::: SUPPLIED TEXT :::

This safety plan was created with AI. Please use accordingly.


A workplace safety plan in a harassment situation should be practical, specific, documented, and focused on risk reduction, psychological safety, and operational clarity. Since the investigation has already substantiated concerns, the plan should not read like a “conflict management” tool between equal parties. It should acknowledge that harm occurred and that the employer has an obligation to prevent recurrence.

 

A strong framework usually includes the following sections:

 

1. Purpose Statement

 

A short opening explaining:

 

  • The employer’s duty to provide a safe workplace
  • That concerns were investigated and substantiated
  • The purpose of the plan is to prevent further harm, retaliation, escalation, or unsafe interactions
  • The plan is preventative, not punitive

 

Example topics:

 

  • Psychological safety
  • Respectful workplace obligations
  • Maintaining operational continuity while minimizing risk

 

2. Scope and Duration

 

Clarify:

 

  • Who the plan applies to
  • Interim or ongoing status
  • Review timelines

 

Include:

 

  • Effective date
  • Review dates (ex: 30, 60, 90 days)
  • Who monitors compliance

 

In unionized settings, it is important that the plan not become “permanent discipline by another name” unless formal discipline already occurred.

 

3. Workplace Risk Assessment

 

This section identifies:

 

  • Where interaction occurs
  • What situations increase risk
  • What previous behaviours were concerning
  • Operational realities of the small team

 

Examples:

 

  • Shared workspaces
  • Lone work
  • Shift overlap
  • Informal communication channels
  • Off-site work
  • Vehicle sharing
  • Break rooms
  • Team meetings

 

The focus should remain behavioural and situational, not emotional or speculative.

 

4. Communication Boundaries

 

This is often the most important section.

 

Define:

 

  • How communication should occur
  • What communication should be limited
  • What communication methods are preferred

 

Examples:

 

  • Work-related communication only
  • No unnecessary direct contact
  • Use email or Teams instead of verbal discussions where possible
  • Supervisor copied on operational directives if appropriate
  • No after-hours communication
  • No personal commentary
  • No discussion of the complaint or investigation

 

In small teams, reducing ambiguity is critical.

:::

▸ **EXERCISE TASKS**
1. Answer these from the harassment safety plan guide:
(a) What review dates does it give as an example?
(b) Which section does it call often the most important?
(c) According to the purpose statement, the plan is what, not punitive?
2. Using the harassment safety plan guide, explain why the plan should not read like a "conflict management" tool between equal parties.
3. Do these statements agree with the harassment safety plan guide? Answer yes or no for each, and quote the words that decide it.
(a) The risk assessment should focus on emotional reactions.
(b) Vehicle sharing is listed as an example in the risk assessment.
(c) After-hours communication should be kept brief.

::: INFORMATION GIVEN :::

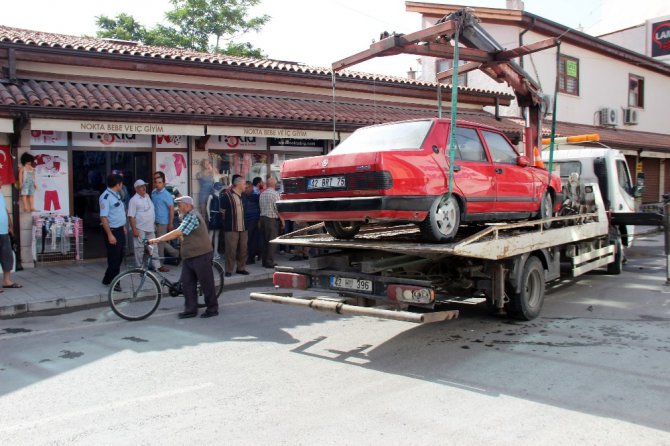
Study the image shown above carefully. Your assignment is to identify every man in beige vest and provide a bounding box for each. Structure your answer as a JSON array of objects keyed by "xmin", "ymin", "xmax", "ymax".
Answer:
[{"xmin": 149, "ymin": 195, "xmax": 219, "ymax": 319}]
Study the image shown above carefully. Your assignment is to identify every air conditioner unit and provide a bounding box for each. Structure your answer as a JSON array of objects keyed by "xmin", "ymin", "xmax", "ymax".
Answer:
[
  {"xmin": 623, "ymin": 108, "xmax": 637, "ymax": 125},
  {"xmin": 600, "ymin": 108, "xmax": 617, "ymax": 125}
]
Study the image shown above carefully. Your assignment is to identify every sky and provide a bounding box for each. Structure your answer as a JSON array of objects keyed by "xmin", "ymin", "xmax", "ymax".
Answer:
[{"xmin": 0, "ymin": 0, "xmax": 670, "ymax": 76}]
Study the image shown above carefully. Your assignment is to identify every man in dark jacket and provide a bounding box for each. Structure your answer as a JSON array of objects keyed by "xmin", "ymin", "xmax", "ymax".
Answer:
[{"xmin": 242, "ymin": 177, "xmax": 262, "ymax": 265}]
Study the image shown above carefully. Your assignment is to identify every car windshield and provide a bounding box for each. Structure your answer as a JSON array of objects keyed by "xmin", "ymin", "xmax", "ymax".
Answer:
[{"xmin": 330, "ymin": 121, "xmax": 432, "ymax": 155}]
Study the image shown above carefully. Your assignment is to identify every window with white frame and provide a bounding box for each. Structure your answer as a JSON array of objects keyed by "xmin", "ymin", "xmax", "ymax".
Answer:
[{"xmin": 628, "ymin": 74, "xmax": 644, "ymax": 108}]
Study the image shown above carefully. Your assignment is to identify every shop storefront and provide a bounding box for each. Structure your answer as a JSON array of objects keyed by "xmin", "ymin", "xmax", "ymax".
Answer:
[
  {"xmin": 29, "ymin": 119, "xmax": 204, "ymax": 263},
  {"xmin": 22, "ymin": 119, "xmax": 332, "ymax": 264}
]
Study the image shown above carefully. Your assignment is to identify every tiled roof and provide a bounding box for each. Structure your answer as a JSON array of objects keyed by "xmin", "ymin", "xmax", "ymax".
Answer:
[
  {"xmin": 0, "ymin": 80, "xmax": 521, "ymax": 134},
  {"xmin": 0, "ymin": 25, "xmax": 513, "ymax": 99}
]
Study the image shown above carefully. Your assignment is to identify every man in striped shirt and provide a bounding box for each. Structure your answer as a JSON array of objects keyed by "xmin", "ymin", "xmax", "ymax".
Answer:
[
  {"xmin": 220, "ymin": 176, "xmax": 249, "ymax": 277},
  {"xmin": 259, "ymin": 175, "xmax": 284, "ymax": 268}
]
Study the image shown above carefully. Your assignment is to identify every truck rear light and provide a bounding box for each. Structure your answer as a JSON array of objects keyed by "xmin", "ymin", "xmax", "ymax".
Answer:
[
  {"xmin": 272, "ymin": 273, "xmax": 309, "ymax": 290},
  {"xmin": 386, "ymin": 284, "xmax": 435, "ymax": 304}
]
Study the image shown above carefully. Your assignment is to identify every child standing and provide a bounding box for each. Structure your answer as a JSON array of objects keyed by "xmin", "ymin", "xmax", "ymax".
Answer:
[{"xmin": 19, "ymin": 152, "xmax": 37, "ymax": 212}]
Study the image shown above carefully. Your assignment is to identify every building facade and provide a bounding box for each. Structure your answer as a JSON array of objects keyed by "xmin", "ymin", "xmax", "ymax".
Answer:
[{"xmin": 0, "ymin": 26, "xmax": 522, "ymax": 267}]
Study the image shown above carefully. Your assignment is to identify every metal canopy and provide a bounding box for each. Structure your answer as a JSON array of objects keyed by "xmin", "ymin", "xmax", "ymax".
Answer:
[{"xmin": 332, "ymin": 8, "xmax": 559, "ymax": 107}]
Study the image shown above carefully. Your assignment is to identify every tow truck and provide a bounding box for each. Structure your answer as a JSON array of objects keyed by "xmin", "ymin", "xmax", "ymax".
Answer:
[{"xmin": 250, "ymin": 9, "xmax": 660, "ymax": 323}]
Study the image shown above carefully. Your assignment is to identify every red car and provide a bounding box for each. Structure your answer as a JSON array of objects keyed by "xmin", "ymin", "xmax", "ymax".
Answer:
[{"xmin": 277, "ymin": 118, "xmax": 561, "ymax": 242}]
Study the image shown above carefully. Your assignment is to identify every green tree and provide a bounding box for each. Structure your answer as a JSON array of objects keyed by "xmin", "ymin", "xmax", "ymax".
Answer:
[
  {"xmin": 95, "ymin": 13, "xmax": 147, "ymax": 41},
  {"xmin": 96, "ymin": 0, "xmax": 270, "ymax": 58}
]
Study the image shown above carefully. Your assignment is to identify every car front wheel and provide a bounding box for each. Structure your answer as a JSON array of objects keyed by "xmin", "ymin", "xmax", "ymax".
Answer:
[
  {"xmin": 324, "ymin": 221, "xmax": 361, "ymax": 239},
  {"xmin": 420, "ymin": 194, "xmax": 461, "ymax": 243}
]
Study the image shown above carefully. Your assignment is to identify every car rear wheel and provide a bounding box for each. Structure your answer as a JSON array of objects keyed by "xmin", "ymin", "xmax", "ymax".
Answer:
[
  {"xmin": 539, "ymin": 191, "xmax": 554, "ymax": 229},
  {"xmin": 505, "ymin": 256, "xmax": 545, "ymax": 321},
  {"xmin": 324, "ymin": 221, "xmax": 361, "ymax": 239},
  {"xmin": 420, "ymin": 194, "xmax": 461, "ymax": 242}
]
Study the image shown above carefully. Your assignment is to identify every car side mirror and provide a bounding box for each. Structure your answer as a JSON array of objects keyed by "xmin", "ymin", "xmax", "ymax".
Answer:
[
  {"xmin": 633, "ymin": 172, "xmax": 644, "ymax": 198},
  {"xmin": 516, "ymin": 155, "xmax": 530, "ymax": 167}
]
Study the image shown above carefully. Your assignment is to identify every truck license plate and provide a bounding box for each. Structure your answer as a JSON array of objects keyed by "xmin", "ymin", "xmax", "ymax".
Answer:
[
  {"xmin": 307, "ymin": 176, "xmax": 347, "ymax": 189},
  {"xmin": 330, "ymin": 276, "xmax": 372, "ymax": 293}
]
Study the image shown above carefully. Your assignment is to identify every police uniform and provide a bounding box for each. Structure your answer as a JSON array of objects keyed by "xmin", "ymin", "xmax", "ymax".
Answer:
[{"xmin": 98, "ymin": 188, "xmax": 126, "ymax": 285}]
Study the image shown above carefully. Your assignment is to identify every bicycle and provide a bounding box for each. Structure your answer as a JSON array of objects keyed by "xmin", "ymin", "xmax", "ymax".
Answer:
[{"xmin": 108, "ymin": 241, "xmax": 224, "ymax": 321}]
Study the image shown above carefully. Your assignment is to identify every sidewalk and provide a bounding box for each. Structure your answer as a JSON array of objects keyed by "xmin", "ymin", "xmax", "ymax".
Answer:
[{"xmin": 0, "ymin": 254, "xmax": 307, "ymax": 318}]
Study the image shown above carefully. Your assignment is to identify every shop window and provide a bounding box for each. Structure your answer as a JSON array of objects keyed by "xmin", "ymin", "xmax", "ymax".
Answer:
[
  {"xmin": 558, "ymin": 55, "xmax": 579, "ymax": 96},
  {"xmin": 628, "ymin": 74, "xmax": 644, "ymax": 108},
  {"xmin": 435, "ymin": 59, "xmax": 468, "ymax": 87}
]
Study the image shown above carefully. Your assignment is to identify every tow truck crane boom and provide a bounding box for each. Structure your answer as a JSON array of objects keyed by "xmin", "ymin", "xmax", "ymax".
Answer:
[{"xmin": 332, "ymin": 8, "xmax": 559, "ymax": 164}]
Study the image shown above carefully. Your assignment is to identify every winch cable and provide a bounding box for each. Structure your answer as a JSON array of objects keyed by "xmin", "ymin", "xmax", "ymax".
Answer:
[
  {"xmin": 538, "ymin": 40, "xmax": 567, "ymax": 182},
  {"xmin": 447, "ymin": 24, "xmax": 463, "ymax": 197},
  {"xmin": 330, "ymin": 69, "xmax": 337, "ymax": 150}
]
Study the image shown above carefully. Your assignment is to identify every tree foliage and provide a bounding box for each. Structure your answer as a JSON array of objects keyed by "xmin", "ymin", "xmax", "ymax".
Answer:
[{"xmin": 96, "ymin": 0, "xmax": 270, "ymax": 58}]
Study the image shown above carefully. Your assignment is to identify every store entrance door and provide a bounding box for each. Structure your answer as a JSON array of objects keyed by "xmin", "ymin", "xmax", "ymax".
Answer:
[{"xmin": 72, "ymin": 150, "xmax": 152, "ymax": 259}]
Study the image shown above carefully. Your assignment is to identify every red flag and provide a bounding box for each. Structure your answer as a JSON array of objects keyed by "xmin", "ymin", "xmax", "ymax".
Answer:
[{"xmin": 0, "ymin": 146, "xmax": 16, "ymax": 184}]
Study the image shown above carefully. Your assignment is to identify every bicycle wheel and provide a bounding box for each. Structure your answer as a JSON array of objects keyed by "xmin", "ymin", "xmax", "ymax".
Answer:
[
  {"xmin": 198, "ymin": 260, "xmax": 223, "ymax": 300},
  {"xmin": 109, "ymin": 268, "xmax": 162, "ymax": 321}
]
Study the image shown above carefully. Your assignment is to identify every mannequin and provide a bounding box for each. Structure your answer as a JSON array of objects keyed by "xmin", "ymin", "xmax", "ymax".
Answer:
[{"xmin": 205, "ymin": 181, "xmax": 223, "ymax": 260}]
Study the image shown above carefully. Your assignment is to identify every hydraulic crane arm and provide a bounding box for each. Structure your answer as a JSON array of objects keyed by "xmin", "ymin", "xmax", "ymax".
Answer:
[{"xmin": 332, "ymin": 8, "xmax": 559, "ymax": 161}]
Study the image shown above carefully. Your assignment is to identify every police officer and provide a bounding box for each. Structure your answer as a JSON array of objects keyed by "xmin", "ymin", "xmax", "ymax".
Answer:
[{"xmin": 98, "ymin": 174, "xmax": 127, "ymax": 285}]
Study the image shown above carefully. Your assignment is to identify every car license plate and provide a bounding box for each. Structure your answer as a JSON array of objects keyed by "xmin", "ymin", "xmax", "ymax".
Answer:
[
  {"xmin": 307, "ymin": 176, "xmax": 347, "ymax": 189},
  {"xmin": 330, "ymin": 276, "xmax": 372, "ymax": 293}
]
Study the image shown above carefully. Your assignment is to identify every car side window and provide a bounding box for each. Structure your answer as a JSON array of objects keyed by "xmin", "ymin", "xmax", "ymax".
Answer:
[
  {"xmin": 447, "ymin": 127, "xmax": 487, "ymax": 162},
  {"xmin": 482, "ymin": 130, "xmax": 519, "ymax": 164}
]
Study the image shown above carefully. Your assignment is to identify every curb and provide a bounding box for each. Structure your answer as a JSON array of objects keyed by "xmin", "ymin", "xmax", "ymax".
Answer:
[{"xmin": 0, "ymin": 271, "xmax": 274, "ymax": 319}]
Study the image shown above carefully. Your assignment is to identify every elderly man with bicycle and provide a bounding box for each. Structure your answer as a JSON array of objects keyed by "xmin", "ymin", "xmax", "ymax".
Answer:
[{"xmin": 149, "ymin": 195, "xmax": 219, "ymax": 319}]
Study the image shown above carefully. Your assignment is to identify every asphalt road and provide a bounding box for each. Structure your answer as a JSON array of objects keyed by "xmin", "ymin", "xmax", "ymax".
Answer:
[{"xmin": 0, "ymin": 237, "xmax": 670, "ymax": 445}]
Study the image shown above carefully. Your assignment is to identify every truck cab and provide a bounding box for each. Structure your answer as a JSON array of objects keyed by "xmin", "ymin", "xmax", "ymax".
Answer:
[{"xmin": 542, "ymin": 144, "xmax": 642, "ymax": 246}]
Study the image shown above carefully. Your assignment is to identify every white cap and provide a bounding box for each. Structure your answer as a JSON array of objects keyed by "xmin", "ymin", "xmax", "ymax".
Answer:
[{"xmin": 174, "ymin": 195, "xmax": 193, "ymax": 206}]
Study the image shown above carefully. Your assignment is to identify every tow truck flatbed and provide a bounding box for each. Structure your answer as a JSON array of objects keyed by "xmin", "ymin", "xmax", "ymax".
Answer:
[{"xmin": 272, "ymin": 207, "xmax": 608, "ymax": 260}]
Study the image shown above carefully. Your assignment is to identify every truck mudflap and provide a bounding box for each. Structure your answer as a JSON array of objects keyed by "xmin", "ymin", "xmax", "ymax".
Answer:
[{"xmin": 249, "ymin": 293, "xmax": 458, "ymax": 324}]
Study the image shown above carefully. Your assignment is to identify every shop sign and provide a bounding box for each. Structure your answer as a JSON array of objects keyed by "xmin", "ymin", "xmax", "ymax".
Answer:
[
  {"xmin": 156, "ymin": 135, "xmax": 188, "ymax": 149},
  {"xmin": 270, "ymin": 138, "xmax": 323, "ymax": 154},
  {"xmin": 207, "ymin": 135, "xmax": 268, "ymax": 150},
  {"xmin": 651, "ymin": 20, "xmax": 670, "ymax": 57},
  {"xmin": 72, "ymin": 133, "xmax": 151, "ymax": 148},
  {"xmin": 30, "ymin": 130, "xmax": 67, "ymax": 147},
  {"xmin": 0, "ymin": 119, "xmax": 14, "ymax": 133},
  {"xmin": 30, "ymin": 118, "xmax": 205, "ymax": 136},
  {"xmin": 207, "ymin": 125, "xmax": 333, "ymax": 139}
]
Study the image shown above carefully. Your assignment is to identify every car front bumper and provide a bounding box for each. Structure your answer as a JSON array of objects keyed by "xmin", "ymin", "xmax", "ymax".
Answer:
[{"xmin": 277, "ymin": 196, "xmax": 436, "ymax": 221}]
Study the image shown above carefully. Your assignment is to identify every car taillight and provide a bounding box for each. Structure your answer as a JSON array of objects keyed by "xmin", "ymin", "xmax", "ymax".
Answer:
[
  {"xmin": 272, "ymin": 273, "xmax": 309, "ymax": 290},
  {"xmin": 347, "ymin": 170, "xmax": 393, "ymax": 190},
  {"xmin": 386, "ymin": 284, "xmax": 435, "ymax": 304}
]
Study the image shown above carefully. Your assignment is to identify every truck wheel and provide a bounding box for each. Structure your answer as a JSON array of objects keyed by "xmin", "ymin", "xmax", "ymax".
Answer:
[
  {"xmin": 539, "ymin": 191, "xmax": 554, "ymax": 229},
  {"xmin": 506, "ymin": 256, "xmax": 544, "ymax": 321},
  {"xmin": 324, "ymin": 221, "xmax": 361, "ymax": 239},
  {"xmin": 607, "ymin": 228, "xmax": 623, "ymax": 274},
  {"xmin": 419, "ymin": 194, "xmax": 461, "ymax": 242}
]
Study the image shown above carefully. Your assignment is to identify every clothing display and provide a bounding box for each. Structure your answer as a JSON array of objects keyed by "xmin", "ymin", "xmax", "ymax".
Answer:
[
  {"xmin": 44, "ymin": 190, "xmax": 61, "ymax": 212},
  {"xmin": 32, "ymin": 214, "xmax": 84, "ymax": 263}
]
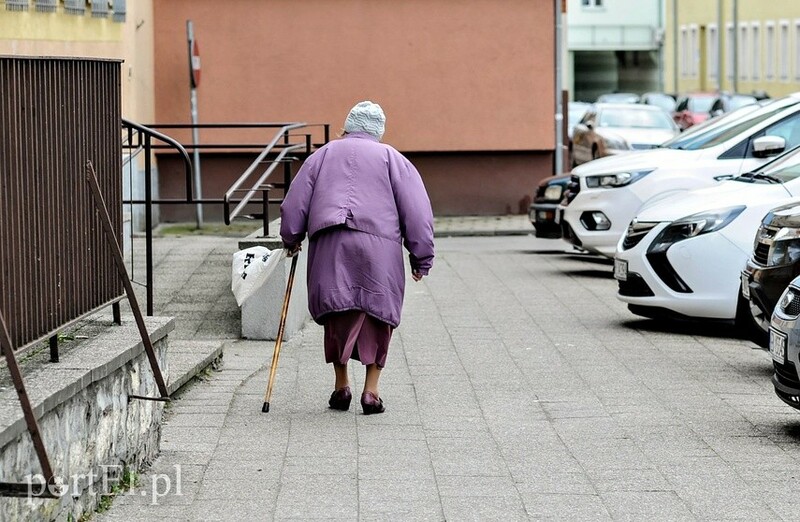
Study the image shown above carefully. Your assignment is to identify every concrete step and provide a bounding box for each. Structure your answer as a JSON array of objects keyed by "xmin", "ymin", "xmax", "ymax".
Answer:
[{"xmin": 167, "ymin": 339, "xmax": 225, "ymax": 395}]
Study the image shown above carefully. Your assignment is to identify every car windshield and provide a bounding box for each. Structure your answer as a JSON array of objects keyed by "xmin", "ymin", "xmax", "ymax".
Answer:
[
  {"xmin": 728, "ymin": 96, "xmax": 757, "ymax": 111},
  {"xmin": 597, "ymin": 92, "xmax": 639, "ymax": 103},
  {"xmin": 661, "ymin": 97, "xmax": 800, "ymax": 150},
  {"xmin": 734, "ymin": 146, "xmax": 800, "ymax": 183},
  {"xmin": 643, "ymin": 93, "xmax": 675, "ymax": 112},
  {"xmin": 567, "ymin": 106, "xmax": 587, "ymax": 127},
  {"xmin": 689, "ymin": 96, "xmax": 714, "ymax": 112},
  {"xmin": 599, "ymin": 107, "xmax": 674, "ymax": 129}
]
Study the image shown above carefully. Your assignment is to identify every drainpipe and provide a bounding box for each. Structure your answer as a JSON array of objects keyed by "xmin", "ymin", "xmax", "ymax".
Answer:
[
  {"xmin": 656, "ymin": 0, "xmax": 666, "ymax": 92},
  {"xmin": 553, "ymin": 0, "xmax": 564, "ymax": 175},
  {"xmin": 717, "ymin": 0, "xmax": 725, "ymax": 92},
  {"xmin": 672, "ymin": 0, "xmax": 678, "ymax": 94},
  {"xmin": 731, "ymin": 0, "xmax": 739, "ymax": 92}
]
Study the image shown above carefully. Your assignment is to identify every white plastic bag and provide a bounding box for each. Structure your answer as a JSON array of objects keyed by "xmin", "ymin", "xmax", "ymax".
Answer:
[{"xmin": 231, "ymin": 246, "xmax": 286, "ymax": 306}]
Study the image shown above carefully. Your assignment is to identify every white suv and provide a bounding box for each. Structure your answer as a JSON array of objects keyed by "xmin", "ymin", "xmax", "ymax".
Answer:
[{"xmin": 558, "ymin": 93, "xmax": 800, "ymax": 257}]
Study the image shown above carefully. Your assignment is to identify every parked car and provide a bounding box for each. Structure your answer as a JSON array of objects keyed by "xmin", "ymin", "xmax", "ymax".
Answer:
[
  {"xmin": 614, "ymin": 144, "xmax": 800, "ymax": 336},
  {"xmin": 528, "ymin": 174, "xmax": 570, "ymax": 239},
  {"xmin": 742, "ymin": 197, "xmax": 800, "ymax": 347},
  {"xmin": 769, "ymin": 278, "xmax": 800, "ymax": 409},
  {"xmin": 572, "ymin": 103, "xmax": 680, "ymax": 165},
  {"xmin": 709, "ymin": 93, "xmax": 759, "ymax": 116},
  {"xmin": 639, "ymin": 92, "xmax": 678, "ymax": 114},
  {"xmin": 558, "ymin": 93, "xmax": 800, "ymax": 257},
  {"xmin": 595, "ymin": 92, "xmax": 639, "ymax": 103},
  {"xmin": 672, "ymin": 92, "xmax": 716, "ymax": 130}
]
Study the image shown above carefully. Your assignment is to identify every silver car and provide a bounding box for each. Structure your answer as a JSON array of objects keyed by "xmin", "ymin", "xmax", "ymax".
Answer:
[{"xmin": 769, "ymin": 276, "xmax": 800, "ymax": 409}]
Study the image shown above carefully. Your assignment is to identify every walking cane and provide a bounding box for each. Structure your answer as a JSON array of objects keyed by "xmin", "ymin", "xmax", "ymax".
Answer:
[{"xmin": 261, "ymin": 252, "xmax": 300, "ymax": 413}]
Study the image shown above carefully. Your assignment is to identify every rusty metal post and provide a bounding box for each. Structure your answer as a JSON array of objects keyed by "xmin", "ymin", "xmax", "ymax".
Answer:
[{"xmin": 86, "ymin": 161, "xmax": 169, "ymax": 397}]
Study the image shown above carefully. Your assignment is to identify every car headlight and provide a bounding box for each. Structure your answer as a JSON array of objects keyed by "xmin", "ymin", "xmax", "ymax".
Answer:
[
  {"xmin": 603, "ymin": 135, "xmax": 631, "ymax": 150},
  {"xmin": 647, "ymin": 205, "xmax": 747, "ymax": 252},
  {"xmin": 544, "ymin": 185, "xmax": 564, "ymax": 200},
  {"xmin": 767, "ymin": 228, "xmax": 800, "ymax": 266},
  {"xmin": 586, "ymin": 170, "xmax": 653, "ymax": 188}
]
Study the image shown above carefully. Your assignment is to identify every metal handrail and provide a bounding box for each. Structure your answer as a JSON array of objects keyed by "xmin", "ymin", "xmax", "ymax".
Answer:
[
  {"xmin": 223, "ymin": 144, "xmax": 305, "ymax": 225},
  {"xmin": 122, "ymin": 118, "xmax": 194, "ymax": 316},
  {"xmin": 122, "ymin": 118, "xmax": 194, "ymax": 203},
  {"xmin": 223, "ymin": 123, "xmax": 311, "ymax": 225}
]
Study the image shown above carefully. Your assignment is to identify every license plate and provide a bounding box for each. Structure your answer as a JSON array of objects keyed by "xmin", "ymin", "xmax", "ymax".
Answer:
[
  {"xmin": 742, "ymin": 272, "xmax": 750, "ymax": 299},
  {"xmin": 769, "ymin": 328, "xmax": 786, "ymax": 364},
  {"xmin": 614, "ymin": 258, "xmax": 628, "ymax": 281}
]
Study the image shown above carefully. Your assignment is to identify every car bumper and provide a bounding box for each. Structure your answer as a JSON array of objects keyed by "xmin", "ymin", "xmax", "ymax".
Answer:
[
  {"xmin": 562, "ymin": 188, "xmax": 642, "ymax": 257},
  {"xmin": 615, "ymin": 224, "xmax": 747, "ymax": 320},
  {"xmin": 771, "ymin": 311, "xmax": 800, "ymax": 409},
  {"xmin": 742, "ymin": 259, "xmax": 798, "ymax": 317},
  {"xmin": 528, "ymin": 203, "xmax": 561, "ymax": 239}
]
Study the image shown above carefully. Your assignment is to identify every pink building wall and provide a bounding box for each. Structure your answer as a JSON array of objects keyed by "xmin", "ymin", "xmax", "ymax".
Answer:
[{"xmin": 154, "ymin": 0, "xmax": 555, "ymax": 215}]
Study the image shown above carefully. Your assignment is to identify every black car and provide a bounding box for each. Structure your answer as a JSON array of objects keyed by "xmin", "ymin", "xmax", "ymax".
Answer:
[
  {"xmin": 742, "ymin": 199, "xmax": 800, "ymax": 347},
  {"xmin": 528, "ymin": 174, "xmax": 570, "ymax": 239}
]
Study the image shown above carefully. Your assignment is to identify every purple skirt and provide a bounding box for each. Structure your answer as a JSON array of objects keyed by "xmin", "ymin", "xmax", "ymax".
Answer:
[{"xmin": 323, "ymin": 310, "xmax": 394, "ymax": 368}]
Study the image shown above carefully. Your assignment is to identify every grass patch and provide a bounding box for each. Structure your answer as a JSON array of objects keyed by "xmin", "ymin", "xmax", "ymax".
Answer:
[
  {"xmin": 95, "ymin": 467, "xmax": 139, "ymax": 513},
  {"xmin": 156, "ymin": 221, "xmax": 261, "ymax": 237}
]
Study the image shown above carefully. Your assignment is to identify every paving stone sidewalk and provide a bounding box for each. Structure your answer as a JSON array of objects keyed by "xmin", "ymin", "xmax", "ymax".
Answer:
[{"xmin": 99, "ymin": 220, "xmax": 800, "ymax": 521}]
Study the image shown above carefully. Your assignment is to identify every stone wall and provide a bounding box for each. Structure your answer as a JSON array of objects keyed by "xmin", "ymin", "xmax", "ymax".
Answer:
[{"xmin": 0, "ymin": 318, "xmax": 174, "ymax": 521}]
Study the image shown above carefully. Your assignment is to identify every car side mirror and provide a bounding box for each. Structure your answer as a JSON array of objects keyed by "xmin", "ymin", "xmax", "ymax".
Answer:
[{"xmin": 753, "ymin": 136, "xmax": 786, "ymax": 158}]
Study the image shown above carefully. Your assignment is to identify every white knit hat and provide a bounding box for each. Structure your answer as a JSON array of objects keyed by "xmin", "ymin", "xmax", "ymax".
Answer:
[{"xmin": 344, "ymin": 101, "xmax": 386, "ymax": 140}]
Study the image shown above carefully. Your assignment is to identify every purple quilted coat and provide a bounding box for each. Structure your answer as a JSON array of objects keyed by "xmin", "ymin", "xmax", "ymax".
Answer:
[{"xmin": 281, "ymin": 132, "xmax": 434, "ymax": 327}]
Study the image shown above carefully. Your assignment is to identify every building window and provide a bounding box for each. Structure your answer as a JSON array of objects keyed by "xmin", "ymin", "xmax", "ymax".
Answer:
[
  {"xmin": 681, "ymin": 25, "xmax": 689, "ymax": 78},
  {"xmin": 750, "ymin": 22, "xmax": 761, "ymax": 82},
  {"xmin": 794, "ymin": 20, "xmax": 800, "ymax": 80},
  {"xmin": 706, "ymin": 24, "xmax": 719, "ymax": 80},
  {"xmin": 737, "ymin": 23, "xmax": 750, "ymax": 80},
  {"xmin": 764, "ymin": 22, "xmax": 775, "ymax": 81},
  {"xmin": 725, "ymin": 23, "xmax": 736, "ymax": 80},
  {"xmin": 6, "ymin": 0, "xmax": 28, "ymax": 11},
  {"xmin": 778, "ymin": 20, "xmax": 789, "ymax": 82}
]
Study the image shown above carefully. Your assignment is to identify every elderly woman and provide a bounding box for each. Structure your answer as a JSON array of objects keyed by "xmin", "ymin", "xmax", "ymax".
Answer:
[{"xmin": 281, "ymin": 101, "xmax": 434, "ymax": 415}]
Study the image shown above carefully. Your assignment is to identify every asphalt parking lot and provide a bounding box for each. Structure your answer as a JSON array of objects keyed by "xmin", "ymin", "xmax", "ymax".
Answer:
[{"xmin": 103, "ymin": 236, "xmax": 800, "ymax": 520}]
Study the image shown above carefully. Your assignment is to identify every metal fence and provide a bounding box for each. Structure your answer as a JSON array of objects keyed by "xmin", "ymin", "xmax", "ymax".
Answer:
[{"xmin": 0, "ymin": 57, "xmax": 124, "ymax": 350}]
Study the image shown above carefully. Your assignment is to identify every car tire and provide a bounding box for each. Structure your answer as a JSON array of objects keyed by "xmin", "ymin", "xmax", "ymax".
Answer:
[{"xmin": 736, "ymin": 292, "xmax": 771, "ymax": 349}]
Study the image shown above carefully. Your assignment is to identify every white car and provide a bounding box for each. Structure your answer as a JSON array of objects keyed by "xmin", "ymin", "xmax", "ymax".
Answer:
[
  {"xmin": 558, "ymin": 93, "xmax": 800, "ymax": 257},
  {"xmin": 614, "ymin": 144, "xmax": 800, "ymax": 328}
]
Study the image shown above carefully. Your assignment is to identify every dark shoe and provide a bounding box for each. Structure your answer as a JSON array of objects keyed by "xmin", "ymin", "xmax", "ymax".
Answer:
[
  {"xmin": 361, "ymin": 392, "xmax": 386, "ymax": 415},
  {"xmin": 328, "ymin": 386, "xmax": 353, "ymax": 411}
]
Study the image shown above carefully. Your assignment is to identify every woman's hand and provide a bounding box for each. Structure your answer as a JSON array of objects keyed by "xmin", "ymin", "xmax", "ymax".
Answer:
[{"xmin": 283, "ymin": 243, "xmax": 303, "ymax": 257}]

:::

▸ **ANSWERS TO THE EXERCISES**
1.
(a) 30, 60, and 90 days.
(b) Communication Boundaries.
(c) Preventative.

2. The investigation has already substantiated the concerns. So the plan should acknowledge that harm occurred and that the employer has an obligation to prevent it from happening again.

3.
(a) No: "The focus should remain behavioural and situational, not emotional or speculative."
(b) Yes: "Vehicle sharing"
(c) No: "No after-hours communication"